*** Opening of EXTRACT PROVIDED ***

Innovative Japanese cuisine served with humour and humility
Who, what and why: Chef Zaiyu Hasegawa pushes the potential of Japanese dining well beyond the boundaries of Kyoto’s centuries-old traditions. While his roots are embedded in classical kaiseki cuisine, he deftly incorporates influences from around the world, presenting his dishes with playfulness and humour.
A new chapter: After close to a decade at his iconic Jimbocho premises, in late 2016 Hasegawa moved Den across Tokyo to the upmarket Jingumae district. The change of address also marked a shift in focus, away from the old kappo-style counter seating to a more open-plan layout, intended to encourage greater dialogue with the open kitchen and communication between customers.
On the plate: Den’s omakase tasting menu is likely to open with the signature appetiser, a monaka pastry stuffed with foie gras, and then segues through eight courses of seafood, meat and even turtle dishes. Current highlights include a superlative 20-ingredient salad, mostly sourced from the garden of the chef’s sister, and his now-trademark reinterpretation of fast-food chicken wings. Ever creative, Hasegawa always keeps some surprises up his sleeve.
Omotenashi: The front-of-house team, led by Hasegawa’s wife Emi, embraces the traditional Japanese philosophy of welcoming every diner with warmth and making them feel part of the Den family. It is this approach that helped the restaurant earn The Ferrari Trento Art of Hospitality Award for Asia’s 50 Best Restaurants 2017.

*** Close of EXTRACT PROVIDED ***
*** Opening of LISTED ENTRIES ***

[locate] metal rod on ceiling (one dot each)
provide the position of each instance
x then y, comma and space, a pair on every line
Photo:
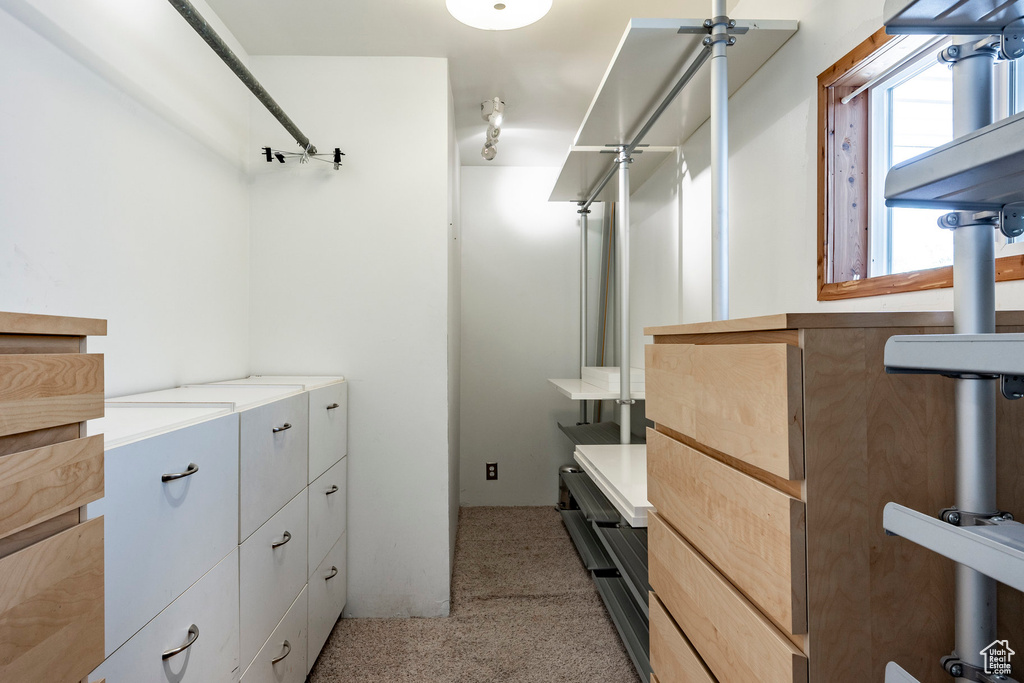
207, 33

*** Close of LISTED ENTRIES ***
*** Opening of LISTED ENTRIES ***

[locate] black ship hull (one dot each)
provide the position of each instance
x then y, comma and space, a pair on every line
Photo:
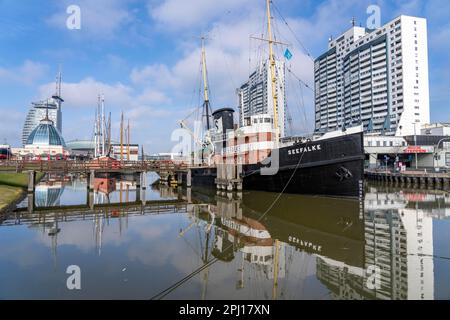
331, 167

*** Close of LISTED ENTRIES ***

ASSIGNMENT A >>
According to the profile of the restaurant Den, who leads its front-of-house team?
ASSIGNMENT B >>
Repeat the passage of the Den restaurant profile that begins at the words "Innovative Japanese cuisine" and stops after "communication between customers.", word for word.

ANSWER A >>
Hasegawa's wife, Emi, leads it.

ANSWER B >>
Innovative Japanese cuisine served with humour and humility
Who, what and why: Chef Zaiyu Hasegawa pushes the potential of Japanese dining well beyond the boundaries of Kyoto’s centuries-old traditions. While his roots are embedded in classical kaiseki cuisine, he deftly incorporates influences from around the world, presenting his dishes with playfulness and humour.
A new chapter: After close to a decade at his iconic Jimbocho premises, in late 2016 Hasegawa moved Den across Tokyo to the upmarket Jingumae district. The change of address also marked a shift in focus, away from the old kappo-style counter seating to a more open-plan layout, intended to encourage greater dialogue with the open kitchen and communication between customers.